Given problem a >> Which lines of the records contain the string "water"? Gather each of them, counting a match only when the case agrees.

# looking for a sullair screw pump



## marpo (Nov 25, 2011)

Hey everyone , I'm new to this site and was just wondering if someone may be able to help me out? I recently aquired a 1989 125 cfm sullair portable rotary screw air compressor similar tthe one pictured .It worked fine for a short while then it just seized. There was plenty of oil so that wasn't the problem. After disassembling the compressor unit , I found a stripped drive gear caused massive damage to the screws. Needless to say the pump is totally ruined. After checking with sullair ,they told me parts for this model are obsolete. So, my only hope is finding a used pump.I've been searching the internet for over a week with no luck. I'm hoping someone here may be able to help me out or point me in the right direction.I'd appreciate any input. Thanks


----------



## 89yt12 (Sep 20, 2010)

dang i cant see parts being that hard to get, we got a few compressor parts dealers that post up, i really hope one of them can help you out

im sure you have looked but what about ebay and amazon


----------



## marpo (Nov 25, 2011)

Yeah, I checked ebay,sent messages to several sellers there who were selling compressors and parts ,I post ads in various places ,called about 20 places , and signed up to 3 different forums including this one with no luck so far ,however I didn't try amazon yet...I'll give it a try. Thanks


----------



## marpo (Nov 25, 2011)

still no luck


----------

Records pointing to named objects >>
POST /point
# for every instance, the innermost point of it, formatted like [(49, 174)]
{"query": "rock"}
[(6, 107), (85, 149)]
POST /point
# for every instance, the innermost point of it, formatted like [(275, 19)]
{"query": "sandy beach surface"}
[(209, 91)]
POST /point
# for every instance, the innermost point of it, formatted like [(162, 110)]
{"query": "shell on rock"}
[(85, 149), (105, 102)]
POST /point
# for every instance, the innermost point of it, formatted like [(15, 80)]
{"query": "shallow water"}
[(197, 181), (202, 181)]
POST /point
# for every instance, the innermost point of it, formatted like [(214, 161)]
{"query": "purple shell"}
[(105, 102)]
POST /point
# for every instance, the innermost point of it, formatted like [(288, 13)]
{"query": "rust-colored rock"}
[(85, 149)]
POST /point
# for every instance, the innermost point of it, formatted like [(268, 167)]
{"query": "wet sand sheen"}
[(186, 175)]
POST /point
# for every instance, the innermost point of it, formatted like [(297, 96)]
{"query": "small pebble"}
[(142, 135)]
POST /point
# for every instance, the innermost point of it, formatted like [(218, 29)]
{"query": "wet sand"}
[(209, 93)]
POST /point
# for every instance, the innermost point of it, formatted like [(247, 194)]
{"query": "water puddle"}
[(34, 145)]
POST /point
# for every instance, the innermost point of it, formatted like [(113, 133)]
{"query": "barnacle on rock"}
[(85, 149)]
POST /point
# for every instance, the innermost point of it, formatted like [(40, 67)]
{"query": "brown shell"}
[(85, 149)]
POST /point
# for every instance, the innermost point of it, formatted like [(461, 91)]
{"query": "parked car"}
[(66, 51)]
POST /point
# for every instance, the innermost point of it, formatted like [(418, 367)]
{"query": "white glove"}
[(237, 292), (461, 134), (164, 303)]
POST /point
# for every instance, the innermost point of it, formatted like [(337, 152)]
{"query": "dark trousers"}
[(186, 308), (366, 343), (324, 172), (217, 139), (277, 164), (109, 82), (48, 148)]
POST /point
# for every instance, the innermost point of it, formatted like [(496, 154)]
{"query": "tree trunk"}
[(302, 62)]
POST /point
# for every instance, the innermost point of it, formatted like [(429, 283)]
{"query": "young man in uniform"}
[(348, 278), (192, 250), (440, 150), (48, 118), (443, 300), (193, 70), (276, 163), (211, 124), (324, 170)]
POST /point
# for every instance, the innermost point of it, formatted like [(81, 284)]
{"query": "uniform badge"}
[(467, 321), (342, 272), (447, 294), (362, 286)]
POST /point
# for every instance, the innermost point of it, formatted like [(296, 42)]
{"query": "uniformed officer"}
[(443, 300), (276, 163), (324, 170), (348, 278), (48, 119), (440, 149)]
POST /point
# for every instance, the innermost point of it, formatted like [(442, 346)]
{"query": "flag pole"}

Given problem b >> Can you repeat, word for word, the part of the Sullair pump thread that opens with the words containing "# looking for" and closes with "(Sep 20, 2010)"?

Full response a >>
{"query": "shallow water"}
{"query": "water puddle"}

Full response b >>
# looking for a sullair screw pump



## marpo (Nov 25, 2011)

Hey everyone , I'm new to this site and was just wondering if someone may be able to help me out? I recently aquired a 1989 125 cfm sullair portable rotary screw air compressor similar tthe one pictured .It worked fine for a short while then it just seized. There was plenty of oil so that wasn't the problem. After disassembling the compressor unit , I found a stripped drive gear caused massive damage to the screws. Needless to say the pump is totally ruined. After checking with sullair ,they told me parts for this model are obsolete. So, my only hope is finding a used pump.I've been searching the internet for over a week with no luck. I'm hoping someone here may be able to help me out or point me in the right direction.I'd appreciate any input. Thanks


----------



## 89yt12 (Sep 20, 2010)